Continue the passage about Maureen Orth's reporting from the point where it ends.

== Text extract ==

** start **

In response to Orth’s 2013 story, and the renewed media attention on the decades-old accusations and custody fight between Allen and Farrow, Allen drafted a lengthy opinion piece published the New York Times in 2014 denying that he had abused Dylan when she was a child in the early 1990s.

On the same day Allen’s editorial was published in the New York Times, Orth published “10 Undeniable Facts About the Woody Allen Sexual Abuse Allegation” in Vanity Fair.

In a May 2016 column for The Hollywood Reporter, Ronan Farrow noted that most of the facts of the claims made by Dylan against Allen had been “meticulously reported by journalist Maureen Orth.”

Much of the reporting by Orth on the relationship between Woody Allen and Mia Farrow was used by filmmakers Kirby Dick, Amy Ziering and Amy Herdy as the basis for their 2021 HBO Documentary “Allen v. Farrow.” Orth was interviewed for the documentary and appears on camera in episodes one and three of the four-part series.

Reporting on Andrew Cunanan and Gianni Versace 
In the spring of 1997, Orth read a news story in the New York Daily News about the manhunt for Andrew Cunanan, and an unlikely string of murders. She began conducting research and gathering information on Cunanan and spent nine weeks developing a story set to appear in Vanity Fair.

While Vanity Fair was doing the final fact-checking of Orth's article, Versace was killed in Miami on July 15, 1997. That night, Cunanan was named as a suspect and the following morning Orth broke the news on NBC's Today Show that, according to her research, Versace and Cunanan had met each other backstage at the San Francisco Opera in 1990 when the designer created the costumes for the opera's production of "Capriccio."

Orth conducted additional research in Miami for her piece, “The Killer’s Trail,” which appeared in the September 1997 issue of the magazine. After Versace's murder, and before her article was published in Vanity Fair, book publisher Delacorte was rumored to have paid Orth a significant advance for a book-length reworking of the story.

Two years later, Orth published Vulgar Favors: Andrew Cunanan, Gianni Versace, and the Largest failed Manhunt in U.S. History. She dedicated the book to her late husband, Tim Russert, and their son Luke, as well as Orth's mother. In the book, Orth claimed, among other things, that Gianni Versace had AIDS and that his deteriorating health was kept a secret to avoid putting a public listing of his company at risk.

In October 2016, reports began circulating that FX would be developing a television miniseries based on Orth's book as part of the American Crime Story franchise. In January 2018, FX debuted a nine-episode miniseries, "American Crime Story: The Assassination of Gianni Versace" starring Darren Criss, Édgar Ramírez, Penélope Cruz and Ricky Martin. Orth was a creative consultant on the series.

The Versace family was unhappy with how Gianni Versace was portrayed in both the book and the television show, stating that it presented a distorted and fictionalized account of the designer's life.  At the time of the television show's premier, the publisher of the book vigorously defended Orth's reporting saying:"First published almost 19 years ago, Vulgar Favors is a carefully reported and extensively-sourced work of investigative journalism by an award-winning journalist with impeccable credentials. The book has stood the test of time and is widely regarded as the definitive account of Andrew Cunanan's chilling crime spree.  Random House stands by the book and its author, Maureen Orth."At the 2018 Emmy Awards, the series, based on Orth's reporting, won seven Emmy Awards including Outstanding Limited Series, Outstanding Casting, and Outstanding Contemporary Costumes. Orth appeared onstage with the cast and producers to accept the award. The Hollywood Foreign Press Association honored the program with four Golden Globe nominations and two wins for Best Limited Series and Darren Criss won for Best Actor in a limited series.

** end **

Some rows

** start **

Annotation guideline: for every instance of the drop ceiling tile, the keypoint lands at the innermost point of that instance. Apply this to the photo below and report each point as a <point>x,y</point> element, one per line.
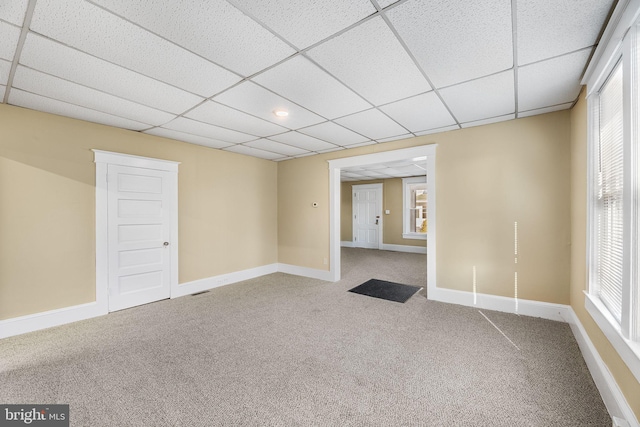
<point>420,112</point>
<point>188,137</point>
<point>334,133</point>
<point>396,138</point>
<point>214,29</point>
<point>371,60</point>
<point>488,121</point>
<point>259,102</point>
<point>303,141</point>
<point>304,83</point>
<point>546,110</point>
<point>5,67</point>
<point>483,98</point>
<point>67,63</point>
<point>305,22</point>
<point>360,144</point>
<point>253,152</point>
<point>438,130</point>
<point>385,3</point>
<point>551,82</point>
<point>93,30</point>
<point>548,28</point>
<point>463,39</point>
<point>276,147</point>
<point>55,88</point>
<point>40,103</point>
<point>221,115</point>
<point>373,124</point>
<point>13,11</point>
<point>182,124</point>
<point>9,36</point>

** end **

== Answer to the exercise ==
Family and personal life
Orth lives in Washington, D.C. In 1983, she married the political journalist Tim Russert, whom she met at the 1980 Democratic National Convention. Russert was the Washington bureau chief of NBC News and moderator of Meet the Press when he died on June 13, 2008. Their son, Luke Russert, who was born in August 1985, is a former NBC News correspondent.

Orth is the dedicatee of her friend Larry McMurtry's Pulitzer Prize-winning novel Lonesome Dove.

She has served on the Executive Board of the College of Letters and Sciences, University of California, Berkeley and been a Trustee of the University of California, Berkeley, Foundation since 2010 .  Orth has also served on the Boards of Internews and the National Council of Returned Peace Corps Volunteers.

Orth and her family have vacationed on Nantucket Island since 1993 where their neighbors included television personality Fred Rodgers.

Orth is a supporter of the Peace Corps. For the 50th anniversary of the Peace Corps, she produced a series of video postcards celebrating the organization.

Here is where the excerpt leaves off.